* **Task requirements**
Extract the final stretch of the data: the line that contains "Find the forehead" and every line after it, unaltered, and no other lines.

* **Working data**
▼

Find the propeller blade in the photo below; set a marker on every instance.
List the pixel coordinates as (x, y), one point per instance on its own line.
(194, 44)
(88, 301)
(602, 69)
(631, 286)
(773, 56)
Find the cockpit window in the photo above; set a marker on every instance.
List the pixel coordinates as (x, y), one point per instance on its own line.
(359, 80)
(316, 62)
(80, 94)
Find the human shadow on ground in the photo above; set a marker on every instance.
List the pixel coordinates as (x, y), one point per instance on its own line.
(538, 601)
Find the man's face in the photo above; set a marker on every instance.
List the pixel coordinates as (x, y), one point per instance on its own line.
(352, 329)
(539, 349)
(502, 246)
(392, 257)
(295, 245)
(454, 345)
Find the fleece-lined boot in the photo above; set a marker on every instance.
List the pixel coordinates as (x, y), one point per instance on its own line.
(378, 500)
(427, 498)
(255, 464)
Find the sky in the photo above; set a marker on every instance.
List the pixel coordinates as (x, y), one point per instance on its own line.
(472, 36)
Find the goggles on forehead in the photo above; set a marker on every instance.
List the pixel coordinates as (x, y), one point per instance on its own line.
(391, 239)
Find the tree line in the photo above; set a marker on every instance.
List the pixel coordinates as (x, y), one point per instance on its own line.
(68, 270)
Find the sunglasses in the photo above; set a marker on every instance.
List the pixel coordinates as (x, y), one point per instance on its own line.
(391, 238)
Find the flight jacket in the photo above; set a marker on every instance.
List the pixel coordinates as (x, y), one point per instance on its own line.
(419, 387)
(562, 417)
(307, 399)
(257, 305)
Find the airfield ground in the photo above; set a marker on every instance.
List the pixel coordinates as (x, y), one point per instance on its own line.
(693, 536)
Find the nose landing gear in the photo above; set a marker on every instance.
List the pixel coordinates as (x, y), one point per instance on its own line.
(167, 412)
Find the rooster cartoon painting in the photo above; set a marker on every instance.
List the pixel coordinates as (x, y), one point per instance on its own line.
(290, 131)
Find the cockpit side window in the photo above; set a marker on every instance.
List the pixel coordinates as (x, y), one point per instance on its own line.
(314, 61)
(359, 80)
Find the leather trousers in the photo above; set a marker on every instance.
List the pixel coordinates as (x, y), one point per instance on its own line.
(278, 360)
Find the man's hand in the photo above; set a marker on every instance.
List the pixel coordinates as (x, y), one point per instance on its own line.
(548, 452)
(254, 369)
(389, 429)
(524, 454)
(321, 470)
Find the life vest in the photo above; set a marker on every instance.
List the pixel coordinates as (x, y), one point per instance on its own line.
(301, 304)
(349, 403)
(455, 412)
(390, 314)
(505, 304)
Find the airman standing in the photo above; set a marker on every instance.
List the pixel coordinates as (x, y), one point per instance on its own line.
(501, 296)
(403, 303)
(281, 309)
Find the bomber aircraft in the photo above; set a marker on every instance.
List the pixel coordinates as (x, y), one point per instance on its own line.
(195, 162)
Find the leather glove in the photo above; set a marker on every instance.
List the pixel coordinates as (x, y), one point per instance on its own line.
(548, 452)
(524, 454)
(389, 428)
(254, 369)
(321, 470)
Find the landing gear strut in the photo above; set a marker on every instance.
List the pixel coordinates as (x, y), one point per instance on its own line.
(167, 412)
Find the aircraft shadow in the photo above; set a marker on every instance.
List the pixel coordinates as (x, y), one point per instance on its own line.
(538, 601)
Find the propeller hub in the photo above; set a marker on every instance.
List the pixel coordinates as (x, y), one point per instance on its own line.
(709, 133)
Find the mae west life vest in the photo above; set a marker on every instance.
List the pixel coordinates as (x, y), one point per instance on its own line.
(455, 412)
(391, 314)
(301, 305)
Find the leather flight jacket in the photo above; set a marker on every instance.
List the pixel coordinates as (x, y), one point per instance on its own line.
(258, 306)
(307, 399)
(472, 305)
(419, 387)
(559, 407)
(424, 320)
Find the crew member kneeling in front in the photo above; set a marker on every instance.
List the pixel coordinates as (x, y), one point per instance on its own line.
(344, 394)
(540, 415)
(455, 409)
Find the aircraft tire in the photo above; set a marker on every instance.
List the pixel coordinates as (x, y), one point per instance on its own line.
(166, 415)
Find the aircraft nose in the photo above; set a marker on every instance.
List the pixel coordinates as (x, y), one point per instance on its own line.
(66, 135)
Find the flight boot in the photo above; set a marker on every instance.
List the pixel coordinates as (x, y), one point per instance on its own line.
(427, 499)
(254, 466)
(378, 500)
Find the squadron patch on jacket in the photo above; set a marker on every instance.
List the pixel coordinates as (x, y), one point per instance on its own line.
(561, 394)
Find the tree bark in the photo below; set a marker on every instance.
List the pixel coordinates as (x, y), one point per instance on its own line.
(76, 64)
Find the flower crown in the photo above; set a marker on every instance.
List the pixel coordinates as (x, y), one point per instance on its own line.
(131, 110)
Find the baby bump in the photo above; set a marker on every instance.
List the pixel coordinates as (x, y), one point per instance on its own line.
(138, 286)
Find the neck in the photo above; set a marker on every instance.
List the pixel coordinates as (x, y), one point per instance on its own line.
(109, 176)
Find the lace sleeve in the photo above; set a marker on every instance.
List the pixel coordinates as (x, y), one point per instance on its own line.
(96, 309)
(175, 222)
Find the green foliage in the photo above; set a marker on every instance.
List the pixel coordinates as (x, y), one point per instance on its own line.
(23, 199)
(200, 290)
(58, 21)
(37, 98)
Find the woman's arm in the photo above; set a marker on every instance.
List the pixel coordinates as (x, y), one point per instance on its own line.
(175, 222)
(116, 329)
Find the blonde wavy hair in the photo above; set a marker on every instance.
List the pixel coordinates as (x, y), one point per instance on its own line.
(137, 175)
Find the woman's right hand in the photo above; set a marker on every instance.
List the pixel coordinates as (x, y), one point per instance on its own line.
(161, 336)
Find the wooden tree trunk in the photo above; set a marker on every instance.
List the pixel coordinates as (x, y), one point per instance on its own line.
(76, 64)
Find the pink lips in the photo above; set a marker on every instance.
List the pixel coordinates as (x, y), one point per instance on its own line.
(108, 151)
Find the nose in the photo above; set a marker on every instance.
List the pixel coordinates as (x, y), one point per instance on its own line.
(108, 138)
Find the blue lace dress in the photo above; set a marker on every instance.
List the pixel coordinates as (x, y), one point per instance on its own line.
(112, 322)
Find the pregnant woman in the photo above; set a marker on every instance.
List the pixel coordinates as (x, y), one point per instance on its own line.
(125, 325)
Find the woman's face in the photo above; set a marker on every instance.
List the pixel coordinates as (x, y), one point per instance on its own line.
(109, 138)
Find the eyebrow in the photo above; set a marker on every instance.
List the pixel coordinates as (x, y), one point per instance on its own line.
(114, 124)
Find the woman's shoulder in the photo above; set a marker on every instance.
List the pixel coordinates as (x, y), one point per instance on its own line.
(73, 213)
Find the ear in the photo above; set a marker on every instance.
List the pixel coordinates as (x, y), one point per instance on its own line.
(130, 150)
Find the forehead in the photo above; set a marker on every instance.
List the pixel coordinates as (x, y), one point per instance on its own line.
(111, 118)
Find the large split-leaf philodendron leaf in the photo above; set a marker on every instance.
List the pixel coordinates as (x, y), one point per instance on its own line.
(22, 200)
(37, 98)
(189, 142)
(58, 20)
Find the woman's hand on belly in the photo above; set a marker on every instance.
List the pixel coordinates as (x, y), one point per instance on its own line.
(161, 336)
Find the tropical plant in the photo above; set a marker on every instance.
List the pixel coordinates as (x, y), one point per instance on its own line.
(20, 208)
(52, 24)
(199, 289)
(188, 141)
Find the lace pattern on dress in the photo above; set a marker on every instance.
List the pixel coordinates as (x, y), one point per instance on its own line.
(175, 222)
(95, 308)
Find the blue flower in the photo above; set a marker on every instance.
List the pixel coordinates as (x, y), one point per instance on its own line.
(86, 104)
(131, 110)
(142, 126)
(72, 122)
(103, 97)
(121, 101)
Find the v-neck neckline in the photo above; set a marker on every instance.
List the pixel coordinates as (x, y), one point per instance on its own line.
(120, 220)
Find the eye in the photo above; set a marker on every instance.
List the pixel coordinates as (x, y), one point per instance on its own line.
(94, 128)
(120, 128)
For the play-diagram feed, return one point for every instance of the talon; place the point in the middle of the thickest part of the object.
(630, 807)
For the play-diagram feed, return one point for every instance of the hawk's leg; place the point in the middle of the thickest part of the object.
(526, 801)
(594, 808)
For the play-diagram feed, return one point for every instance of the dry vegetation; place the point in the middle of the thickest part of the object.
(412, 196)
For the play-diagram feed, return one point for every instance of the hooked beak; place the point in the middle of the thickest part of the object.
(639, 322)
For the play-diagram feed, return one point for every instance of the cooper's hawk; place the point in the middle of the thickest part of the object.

▲

* **Response to the task**
Find the forehead in the photo above; set a marker on every instance.
List the pixel coordinates as (x, y), one point per instance on its own line.
(111, 118)
Find the large split-leaf philodendron leaf in the photo above; set a marker on every instance.
List the pixel coordinates as (x, y), one point per instance on its own line.
(22, 200)
(37, 98)
(189, 142)
(58, 20)
Find the woman's hand on belly in the photo above; set a marker on every instance.
List the pixel coordinates as (x, y), one point per instance on its own line.
(161, 336)
Find the tropical plant in the photo above; set a marker on every instance.
List the pixel coordinates as (x, y), one point per instance on its own line.
(20, 208)
(52, 24)
(199, 289)
(188, 141)
Find the lace pattern on dress in the photo above; set a marker on every instance.
List the pixel coordinates as (x, y), one point per instance on its own line.
(175, 222)
(95, 308)
Find the blue flower in the photo above; set a marker on every instance.
List the pixel coordinates as (x, y), one point per instance on its own line.
(86, 104)
(131, 110)
(142, 126)
(72, 122)
(103, 97)
(121, 101)
Find the v-neck neckline in the photo above; set a marker on every instance.
List the pixel coordinates as (x, y), one point per instance on its own line.
(120, 220)
Find the eye in the photo above; set a marker on every instance.
List the pixel coordinates as (x, y), one point per instance on its own line.
(94, 128)
(120, 128)
For the play-diagram feed, return one point for every instance of the talon; place the point in the middle of the thickest part of the object.
(630, 807)
For the play-diagram feed, return one point for every instance of the hawk's leg; place the point in the middle of the thickest part of the object.
(526, 801)
(594, 808)
For the play-diagram feed, return one point for every instance of the dry vegetation; place the point in the middle of the thickest part of the object.
(412, 196)
For the play-diagram feed, return one point for every instance of the hooked beak; place the point in the middle of the thickest part of the object.
(639, 322)
For the play-diagram feed, return one point for every instance of the cooper's hawk; place the point in the middle of the thickest part of the object.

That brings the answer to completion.